Part of a data file:
## Begin

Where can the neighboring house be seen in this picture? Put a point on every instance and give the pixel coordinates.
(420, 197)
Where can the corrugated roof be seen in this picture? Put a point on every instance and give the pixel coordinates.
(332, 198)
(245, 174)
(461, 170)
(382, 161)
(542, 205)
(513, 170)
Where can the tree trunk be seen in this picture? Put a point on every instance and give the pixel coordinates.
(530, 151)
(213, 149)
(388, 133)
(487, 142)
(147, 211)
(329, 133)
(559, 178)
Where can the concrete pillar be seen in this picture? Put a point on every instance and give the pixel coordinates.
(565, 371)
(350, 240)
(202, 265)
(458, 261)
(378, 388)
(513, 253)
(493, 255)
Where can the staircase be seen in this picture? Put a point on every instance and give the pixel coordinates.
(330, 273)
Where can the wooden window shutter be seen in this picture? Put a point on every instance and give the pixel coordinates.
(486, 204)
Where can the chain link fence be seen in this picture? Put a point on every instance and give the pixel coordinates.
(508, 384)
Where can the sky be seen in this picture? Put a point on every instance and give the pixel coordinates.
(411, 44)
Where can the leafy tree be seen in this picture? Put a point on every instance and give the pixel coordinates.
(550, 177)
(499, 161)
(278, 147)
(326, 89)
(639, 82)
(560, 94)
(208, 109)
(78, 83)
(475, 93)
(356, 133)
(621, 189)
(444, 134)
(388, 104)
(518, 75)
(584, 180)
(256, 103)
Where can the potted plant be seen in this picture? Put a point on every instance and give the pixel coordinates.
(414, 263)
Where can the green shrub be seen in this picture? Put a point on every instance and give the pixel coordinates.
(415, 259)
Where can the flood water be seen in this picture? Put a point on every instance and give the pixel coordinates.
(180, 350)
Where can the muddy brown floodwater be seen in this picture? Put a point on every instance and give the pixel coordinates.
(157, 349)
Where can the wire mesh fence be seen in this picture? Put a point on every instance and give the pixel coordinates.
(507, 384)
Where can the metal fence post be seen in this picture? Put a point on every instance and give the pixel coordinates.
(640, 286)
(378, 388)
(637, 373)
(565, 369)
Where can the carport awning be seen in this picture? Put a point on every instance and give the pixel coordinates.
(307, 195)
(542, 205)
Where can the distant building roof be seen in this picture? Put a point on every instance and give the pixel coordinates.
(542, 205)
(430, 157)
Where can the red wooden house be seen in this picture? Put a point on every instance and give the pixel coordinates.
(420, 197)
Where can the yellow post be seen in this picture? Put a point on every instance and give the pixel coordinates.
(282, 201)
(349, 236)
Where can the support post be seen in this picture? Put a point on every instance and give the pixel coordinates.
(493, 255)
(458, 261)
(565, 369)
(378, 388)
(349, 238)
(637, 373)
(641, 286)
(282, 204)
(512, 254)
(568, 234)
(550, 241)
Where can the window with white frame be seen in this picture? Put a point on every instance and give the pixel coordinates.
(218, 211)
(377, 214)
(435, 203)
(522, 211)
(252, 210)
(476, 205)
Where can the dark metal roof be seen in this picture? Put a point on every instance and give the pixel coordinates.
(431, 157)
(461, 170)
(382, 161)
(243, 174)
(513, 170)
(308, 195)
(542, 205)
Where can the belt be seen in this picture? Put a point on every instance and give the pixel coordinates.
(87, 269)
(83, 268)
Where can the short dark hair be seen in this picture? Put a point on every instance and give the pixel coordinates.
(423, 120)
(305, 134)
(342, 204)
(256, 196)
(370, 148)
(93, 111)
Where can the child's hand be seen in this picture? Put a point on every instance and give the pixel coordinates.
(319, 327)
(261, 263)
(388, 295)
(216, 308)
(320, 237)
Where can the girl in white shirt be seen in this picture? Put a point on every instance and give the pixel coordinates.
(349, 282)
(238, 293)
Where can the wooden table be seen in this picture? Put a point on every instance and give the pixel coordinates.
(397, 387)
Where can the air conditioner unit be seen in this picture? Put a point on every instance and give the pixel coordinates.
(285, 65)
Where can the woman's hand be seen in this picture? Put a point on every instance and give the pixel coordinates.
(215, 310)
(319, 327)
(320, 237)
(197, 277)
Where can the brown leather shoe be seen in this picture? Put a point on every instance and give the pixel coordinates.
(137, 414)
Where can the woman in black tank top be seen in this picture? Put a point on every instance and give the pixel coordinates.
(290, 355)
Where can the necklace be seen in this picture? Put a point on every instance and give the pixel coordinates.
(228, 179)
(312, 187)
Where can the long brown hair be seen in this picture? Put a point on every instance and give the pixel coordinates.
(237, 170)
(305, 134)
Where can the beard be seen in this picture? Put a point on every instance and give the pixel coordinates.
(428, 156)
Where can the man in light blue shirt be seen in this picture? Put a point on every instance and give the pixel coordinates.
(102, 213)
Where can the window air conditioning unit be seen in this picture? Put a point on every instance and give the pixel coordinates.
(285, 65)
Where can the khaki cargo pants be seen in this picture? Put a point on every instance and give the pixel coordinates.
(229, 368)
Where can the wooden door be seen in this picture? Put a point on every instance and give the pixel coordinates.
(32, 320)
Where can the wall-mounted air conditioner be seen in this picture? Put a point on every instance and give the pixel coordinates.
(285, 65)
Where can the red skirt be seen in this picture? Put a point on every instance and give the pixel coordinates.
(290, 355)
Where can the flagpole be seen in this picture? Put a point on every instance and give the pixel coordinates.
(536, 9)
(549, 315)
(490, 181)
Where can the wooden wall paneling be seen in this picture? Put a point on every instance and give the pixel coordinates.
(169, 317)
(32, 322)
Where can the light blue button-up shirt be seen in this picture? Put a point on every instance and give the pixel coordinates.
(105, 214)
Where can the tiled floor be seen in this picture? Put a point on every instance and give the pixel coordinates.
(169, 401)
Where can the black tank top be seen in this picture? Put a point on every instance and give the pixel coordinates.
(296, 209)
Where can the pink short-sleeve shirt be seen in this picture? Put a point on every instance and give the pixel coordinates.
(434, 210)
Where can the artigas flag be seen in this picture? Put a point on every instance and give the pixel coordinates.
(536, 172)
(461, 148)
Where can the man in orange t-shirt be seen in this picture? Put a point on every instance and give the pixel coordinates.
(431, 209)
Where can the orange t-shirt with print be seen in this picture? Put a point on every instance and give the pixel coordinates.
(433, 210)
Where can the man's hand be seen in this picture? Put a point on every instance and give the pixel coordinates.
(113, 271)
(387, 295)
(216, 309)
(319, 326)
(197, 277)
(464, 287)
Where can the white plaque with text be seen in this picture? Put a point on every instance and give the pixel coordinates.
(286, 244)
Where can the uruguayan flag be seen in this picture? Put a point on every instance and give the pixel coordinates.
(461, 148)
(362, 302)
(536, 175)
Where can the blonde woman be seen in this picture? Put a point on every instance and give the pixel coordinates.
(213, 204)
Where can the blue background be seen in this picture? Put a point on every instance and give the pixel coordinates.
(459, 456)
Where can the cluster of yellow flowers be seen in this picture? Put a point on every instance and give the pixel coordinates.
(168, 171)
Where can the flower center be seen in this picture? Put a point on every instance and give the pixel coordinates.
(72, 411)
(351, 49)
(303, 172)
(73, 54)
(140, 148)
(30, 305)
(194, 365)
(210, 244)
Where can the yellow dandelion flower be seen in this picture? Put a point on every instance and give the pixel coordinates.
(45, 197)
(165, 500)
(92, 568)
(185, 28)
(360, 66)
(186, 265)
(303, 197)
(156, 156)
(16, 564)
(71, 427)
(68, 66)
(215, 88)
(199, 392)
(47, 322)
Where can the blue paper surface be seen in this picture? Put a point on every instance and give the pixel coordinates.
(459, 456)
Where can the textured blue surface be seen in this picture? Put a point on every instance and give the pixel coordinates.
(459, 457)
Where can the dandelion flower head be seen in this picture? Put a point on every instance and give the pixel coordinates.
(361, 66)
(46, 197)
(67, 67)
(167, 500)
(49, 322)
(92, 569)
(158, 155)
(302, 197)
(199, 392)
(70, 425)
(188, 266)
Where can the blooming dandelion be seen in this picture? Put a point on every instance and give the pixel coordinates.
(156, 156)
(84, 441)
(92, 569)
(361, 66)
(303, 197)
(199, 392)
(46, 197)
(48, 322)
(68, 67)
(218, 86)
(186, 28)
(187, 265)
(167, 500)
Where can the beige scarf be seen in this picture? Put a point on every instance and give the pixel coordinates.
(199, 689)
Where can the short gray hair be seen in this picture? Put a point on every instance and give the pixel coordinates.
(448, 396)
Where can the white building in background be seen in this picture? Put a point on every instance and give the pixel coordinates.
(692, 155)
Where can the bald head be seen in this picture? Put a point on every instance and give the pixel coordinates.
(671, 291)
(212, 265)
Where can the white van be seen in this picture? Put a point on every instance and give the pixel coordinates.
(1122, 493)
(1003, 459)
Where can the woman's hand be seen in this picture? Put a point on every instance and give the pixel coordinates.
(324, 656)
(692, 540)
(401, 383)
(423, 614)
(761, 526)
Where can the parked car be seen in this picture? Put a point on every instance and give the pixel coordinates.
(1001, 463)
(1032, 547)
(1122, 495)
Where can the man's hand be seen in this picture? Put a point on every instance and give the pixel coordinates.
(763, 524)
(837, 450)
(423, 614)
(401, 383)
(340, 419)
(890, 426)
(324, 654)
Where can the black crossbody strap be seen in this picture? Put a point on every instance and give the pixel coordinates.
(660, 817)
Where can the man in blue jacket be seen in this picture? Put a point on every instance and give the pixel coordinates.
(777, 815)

## End

**DIRECTIONS FOR THIS TASK**: Write out again, exactly, the lines from the one holding "Where can the white van" through the end of the listing, with both ends included.

**RESULT**:
Where can the white van be seen in this picture? Put a point on every instance and give the pixel coordinates.
(1122, 493)
(1003, 459)
Where can the woman's hand be seen in this picture? Put a point on every instance and give the pixel coordinates.
(324, 656)
(692, 540)
(401, 383)
(423, 614)
(761, 526)
Where can the parked car be seen in this picture? Put a point on every instance and give the pixel coordinates.
(1001, 463)
(1032, 547)
(1122, 495)
Where can the man's hand be seen in this picture? Put a point on every instance and give the pixel coordinates.
(763, 524)
(837, 450)
(423, 614)
(401, 383)
(340, 419)
(890, 426)
(324, 654)
Where can the black crossbody strap be seen in this picture? Put a point on every instance and give the pixel coordinates.
(660, 817)
Where can the man in blue jacket be seen in this picture? Put a point on every instance and give the pixel coordinates.
(777, 815)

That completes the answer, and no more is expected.